-- Given passage follows --
Auto-triggering and miss-triggering under increasing and decreasing leak during invasive and noninvasive ventilation. The B and L codes are explained in the text. In the data bars the horizontal lines represent the median values, the tops and bottoms of the bars represents the IQR, and the whisker bars represent the maximum and minimum values except for outliers. The circles represent outliers > 1.5 times the data-bar length. The dots represent outliers > 3.0 times the data-bar length. In noninvasive mode, for miss-triggering, P < .01 for B→L3 > B→L1, P < .01 for B→L3 > L2→L3, P < .001 for L3→L1 > L1→B, P < .001 for L3→B > L1→B, P < .01 for L2→B > L1→B, P = .002 for L3→B > L3→L2. There were no significant differences between the leak scenarios.

COPD Versus ARDS Model

In NIV mode, miss-triggering and time to settle were higher with the COPD model than with the ARDS model. Auto-triggering was higher in the ARDS model than in the COPD model (see the supplementary materials at http://www.rcjournal.com).

In invasive mode, miss-triggering (PSV) and time to settle (PSV and CMV) were higher in the COPD model than in the ARDS model. Auto-triggering was higher in the ARDS model than in the COPD model in both PSV and CMV (see the supplementary materials at http://www.rcjournal.com).
-- Given passage concluded --
▶ **Exercises to complete**
1. According to the passage on ventilator triggering, which model had higher auto-triggering in NIV mode?
2. Reproduce the passage on ventilator triggering word for word, starting with "Auto-triggering and miss-triggering" and going on through "the leak scenarios.".
-- Entries shown follows --
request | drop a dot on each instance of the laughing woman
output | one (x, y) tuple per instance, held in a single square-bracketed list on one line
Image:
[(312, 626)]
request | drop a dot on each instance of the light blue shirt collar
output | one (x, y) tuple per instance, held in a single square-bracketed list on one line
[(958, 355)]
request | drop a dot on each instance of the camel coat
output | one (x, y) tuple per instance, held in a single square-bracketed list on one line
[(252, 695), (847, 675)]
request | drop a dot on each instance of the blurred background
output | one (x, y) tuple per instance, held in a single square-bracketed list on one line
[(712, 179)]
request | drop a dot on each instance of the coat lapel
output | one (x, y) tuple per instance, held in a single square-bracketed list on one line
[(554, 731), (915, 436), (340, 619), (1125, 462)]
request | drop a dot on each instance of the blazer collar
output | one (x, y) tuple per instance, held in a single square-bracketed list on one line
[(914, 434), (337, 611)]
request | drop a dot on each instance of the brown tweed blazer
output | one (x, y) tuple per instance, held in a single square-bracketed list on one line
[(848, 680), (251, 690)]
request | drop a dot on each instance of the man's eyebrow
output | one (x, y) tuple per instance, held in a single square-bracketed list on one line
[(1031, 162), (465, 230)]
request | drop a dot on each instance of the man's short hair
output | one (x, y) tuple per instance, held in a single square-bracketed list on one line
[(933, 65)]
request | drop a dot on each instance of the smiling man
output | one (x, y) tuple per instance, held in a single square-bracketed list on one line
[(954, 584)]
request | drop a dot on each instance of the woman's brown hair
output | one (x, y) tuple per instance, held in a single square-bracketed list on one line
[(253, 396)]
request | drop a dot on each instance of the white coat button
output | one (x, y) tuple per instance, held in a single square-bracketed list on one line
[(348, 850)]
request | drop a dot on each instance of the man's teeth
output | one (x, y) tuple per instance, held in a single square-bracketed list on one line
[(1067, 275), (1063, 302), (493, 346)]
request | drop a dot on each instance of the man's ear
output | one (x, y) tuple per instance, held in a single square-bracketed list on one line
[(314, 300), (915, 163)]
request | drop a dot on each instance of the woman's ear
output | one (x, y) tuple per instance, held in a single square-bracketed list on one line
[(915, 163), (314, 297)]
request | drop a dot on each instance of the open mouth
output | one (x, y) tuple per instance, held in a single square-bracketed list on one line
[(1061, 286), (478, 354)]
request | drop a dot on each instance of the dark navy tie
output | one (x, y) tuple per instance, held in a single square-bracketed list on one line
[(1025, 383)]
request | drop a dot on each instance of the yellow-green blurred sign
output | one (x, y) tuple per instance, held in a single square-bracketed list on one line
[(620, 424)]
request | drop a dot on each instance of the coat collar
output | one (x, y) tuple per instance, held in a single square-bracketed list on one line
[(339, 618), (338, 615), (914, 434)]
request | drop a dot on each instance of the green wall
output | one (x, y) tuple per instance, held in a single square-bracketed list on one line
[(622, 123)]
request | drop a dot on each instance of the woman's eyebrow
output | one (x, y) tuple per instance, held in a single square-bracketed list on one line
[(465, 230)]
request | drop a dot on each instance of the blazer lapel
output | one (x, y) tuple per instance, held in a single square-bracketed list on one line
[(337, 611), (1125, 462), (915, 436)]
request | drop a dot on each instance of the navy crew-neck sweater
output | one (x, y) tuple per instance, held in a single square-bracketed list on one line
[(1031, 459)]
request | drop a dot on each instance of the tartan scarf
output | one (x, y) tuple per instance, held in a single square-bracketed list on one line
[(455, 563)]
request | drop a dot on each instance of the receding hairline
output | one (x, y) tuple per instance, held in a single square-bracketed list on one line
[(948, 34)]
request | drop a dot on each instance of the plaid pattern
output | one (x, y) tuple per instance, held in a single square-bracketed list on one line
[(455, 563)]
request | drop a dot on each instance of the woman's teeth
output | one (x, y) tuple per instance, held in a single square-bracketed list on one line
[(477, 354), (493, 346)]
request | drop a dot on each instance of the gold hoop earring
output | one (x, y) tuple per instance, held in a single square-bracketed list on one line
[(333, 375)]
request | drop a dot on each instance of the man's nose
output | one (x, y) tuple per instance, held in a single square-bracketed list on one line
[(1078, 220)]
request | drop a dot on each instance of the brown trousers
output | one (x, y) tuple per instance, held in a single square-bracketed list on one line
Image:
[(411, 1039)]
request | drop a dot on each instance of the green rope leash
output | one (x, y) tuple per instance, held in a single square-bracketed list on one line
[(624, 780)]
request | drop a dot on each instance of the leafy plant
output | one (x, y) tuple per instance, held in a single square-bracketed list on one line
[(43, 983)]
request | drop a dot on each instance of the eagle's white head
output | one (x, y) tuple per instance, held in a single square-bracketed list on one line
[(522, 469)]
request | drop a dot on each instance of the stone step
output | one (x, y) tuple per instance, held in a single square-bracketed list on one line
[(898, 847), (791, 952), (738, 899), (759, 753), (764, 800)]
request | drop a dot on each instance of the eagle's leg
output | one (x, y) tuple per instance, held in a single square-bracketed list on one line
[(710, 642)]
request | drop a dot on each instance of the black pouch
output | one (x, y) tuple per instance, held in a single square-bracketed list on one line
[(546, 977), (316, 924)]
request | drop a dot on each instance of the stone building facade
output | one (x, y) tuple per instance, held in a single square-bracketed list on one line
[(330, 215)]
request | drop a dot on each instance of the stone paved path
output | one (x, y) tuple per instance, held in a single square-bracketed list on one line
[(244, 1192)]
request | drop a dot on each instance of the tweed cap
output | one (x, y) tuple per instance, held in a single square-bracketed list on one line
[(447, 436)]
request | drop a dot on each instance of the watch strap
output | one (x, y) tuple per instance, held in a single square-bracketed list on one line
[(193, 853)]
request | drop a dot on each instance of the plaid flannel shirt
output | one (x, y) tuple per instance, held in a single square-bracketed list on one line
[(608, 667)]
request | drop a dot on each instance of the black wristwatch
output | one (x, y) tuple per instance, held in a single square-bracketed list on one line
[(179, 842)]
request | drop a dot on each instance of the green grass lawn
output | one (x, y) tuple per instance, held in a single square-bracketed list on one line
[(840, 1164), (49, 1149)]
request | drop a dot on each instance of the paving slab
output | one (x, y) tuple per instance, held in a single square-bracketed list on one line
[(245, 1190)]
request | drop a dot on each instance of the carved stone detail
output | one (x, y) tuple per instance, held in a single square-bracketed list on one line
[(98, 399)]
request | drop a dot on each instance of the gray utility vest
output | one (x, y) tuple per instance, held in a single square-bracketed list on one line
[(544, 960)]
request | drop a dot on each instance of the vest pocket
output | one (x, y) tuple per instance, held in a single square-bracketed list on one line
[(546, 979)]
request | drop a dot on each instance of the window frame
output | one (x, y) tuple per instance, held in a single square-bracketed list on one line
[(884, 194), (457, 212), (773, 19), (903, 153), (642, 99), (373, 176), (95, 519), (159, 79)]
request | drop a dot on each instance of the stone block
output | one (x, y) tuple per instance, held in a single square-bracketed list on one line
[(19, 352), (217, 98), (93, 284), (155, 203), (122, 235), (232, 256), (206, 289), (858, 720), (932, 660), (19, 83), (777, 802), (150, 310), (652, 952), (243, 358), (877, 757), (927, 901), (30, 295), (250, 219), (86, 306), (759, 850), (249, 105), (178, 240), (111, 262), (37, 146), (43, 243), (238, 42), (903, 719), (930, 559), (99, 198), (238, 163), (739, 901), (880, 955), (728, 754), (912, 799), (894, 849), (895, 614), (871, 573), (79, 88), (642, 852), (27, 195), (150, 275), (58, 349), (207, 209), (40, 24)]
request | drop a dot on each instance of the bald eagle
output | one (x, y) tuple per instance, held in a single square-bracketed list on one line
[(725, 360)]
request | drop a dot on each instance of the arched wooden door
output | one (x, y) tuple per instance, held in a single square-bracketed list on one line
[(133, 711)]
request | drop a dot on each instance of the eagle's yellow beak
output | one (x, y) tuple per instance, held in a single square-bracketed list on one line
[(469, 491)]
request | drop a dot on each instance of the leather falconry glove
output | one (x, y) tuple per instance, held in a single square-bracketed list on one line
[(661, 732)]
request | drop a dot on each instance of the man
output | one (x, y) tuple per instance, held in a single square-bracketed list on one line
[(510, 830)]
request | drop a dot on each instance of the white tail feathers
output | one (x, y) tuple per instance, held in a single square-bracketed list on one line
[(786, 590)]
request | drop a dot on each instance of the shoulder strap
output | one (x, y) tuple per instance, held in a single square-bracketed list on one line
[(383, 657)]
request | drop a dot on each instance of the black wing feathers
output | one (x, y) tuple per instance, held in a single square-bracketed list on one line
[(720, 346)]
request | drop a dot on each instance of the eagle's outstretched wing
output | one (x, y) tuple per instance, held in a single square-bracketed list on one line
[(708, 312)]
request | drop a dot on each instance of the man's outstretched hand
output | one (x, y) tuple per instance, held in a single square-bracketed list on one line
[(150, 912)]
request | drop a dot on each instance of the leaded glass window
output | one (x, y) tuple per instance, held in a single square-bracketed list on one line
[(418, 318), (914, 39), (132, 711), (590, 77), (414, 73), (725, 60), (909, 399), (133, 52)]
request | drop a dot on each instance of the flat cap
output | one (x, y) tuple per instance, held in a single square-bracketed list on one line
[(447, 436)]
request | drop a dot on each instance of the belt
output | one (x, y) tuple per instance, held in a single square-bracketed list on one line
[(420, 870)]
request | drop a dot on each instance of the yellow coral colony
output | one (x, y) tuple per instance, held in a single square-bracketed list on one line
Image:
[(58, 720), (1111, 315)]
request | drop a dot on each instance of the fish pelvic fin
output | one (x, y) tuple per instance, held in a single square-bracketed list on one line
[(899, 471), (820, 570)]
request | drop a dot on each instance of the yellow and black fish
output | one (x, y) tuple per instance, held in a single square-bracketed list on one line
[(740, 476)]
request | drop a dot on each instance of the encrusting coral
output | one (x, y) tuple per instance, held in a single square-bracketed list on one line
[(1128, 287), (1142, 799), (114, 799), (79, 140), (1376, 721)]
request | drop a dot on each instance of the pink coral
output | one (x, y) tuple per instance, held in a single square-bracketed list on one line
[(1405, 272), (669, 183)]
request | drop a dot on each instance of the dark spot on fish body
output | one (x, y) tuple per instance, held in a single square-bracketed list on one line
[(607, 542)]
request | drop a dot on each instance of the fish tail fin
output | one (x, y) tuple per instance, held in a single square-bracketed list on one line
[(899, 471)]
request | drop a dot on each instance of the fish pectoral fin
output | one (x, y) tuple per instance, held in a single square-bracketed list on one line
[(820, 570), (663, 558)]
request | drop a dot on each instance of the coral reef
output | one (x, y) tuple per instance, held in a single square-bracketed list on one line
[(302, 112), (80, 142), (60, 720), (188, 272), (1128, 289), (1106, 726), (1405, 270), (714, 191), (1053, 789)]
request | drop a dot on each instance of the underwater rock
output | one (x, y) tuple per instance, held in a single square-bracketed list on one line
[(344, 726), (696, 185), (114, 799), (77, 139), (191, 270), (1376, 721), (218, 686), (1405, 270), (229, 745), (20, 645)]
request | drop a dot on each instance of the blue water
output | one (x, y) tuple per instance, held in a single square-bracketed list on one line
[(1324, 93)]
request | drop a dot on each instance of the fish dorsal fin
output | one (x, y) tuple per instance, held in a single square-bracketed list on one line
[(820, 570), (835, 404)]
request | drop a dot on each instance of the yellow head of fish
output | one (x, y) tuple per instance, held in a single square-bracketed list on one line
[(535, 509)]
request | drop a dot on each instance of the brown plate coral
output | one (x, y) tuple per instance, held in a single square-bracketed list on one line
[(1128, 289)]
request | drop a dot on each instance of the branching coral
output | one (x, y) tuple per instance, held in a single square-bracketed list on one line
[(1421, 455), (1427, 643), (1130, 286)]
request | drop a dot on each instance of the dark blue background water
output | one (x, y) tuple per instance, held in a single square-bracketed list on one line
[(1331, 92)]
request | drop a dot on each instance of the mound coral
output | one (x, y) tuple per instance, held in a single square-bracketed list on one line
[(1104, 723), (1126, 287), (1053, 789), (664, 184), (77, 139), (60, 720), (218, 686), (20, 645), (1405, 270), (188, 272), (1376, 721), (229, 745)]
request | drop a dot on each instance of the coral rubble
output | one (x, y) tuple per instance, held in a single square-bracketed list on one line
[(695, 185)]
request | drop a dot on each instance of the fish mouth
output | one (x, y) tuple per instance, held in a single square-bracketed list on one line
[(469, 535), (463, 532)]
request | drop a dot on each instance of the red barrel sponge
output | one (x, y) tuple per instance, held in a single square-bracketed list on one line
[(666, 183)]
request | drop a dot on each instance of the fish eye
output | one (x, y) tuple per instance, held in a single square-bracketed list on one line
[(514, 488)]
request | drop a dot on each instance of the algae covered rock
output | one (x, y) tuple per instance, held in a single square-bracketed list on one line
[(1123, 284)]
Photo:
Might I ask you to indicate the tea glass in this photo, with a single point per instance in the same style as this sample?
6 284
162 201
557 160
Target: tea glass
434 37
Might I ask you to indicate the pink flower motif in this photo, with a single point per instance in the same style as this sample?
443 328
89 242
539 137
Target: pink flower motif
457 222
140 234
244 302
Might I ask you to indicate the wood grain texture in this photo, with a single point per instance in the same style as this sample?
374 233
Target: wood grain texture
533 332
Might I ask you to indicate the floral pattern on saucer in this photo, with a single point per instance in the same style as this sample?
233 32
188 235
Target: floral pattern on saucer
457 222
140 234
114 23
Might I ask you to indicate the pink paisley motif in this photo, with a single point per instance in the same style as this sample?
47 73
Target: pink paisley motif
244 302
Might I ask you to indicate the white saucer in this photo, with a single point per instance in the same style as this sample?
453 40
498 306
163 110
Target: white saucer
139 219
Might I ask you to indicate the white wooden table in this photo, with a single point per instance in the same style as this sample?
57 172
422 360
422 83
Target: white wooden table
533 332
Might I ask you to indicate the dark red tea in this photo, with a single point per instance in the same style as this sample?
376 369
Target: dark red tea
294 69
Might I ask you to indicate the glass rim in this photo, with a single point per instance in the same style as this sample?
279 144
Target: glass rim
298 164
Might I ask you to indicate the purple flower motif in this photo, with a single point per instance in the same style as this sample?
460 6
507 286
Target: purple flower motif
-- Entries shown concluded --
▶ **Exercise answers**
1. The ARDS model had higher auto-triggering than the COPD model.

2.
Auto-triggering and miss-triggering under increasing and decreasing leak during invasive and noninvasive ventilation. The B and L codes are explained in the text. In the data bars the horizontal lines represent the median values, the tops and bottoms of the bars represents the IQR, and the whisker bars represent the maximum and minimum values except for outliers. The circles represent outliers > 1.5 times the data-bar length. The dots represent outliers > 3.0 times the data-bar length. In noninvasive mode, for miss-triggering, P < .01 for B→L3 > B→L1, P < .01 for B→L3 > L2→L3, P < .001 for L3→L1 > L1→B, P < .001 for L3→B > L1→B, P < .01 for L2→B > L1→B, P = .002 for L3→B > L3→L2. There were no significant differences between the leak scenarios.